La cuestión, por supuesto, es qué sustituiría a un Partido derrocado en respuesta a los excesos represivos de Xi y al debilitamiento de China. En el caso de Rusia, la autocracia zarista fue finalmente sustituida por el mal mucho peor del totalitarismo comunista. Es difícil imaginar algo peor que sustituyera al sistema perfeccionado por Stalin y Mao, pero pocos podrían haber predicho los estragos del siglo XX. Lo que impide tal desenlace es la actual falta de alternativa ideológica a la autocracia (socialista o no) y al liberalismo democrático. No hay en el horizonte ningún movimiento o ideología naciente comparable al socialismo de mediados del siglo XIX que encandiló a intelectuales y trabajadores.

PARTES DEL EJERCICIO.
- 1) En el texto sobre el Partido y China, ¿qué sustituyó al final a la autocracia zarista en Rusia?
- 2) Escribe cómo sigue el texto sobre el Partido y China, empezando justo después de su última oración.

MATERIAL DE APOYO.
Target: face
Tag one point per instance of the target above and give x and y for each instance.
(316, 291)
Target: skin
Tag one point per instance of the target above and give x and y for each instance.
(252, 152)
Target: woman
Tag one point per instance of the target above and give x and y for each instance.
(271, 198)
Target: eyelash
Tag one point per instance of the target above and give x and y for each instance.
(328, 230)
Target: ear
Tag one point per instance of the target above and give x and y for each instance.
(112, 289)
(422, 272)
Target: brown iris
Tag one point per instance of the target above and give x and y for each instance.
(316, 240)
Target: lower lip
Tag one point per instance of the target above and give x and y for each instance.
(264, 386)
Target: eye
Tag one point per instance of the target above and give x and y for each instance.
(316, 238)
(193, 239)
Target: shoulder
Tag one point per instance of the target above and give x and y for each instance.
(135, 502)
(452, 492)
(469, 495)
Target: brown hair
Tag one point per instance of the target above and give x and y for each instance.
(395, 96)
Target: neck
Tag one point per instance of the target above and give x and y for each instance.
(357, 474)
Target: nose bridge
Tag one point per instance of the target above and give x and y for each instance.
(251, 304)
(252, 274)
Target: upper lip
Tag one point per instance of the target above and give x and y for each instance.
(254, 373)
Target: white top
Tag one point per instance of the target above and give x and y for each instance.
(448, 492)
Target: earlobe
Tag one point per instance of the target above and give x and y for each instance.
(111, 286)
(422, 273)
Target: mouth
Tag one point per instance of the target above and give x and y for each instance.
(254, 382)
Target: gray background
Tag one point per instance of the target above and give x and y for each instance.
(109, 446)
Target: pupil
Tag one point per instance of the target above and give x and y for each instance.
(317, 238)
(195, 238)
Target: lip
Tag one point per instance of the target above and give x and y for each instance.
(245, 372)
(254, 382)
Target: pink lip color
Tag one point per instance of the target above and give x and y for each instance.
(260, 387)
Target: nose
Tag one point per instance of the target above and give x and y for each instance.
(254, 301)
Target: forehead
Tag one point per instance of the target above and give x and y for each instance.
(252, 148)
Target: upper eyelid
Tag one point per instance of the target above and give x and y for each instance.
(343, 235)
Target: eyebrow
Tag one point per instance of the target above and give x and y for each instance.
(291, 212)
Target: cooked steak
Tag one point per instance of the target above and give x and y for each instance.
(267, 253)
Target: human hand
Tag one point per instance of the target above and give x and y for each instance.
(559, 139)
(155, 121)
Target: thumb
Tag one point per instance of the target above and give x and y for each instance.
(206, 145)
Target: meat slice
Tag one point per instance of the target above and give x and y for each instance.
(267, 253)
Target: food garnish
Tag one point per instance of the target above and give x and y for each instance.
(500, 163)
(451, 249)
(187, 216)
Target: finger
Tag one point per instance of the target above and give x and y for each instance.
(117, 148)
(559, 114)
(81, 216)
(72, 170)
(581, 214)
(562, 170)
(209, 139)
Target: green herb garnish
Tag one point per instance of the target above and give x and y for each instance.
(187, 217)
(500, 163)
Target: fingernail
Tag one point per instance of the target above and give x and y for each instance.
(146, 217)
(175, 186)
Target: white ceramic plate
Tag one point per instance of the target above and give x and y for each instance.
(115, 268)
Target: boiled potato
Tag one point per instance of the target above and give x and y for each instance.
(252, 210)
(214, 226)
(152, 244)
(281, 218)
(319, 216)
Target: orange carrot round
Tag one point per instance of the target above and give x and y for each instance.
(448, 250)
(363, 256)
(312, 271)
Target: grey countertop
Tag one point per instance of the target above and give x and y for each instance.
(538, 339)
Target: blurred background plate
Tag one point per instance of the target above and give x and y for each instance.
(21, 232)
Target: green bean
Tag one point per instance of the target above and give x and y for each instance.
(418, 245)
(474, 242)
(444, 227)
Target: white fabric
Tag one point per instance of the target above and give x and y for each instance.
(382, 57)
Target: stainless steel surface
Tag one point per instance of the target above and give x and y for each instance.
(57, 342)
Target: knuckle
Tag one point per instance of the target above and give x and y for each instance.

RESPUESTAS EN ORDEN.
- 1) El totalitarismo comunista.

- 2)
Por tanto, existe al menos la posibilidad de que una China post-Xi y post-Partido no sea más represiva y totalitaria, sino menos. Últimamente, la democracia está pasando una mala racha en todo el mundo y está lejos de atraer a nuevos acólitos, pero en condiciones de completa desintegración política e incluso social, la atracción de la autodeterminación sería poderosa. Al intentar aplastar todo pensamiento heterodoxo, Xi Jinping puede contribuir de hecho a garantizar su supervivencia. Al menos, eso esperamos en Occidente.
Otra posibilidad es una oscilación política interna de la represión a la moderación comparativa, como ocurrió cuando Jruschov sucedió a Stalin y Deng Xiaoping a Mao. Xi podría ser sucedido por alguien que relaje algunas de sus restricciones sin aflojar en modo alguno el control del PCCh. Pero este enfoque también entraña riesgos. En Rusia, al autócrata Nicolás I le sucedió el «zar libertador» Alejandro II, que liberó a los siervos sólo para caer víctima de los terroristas del grupo revolucionario socialista «Voluntad Popular». Esto a su vez condujo a la reafirmación del control autocrático bajo Alejandro III y Nicolás II, y al enfrentamiento final con los movimientos revolucionarios.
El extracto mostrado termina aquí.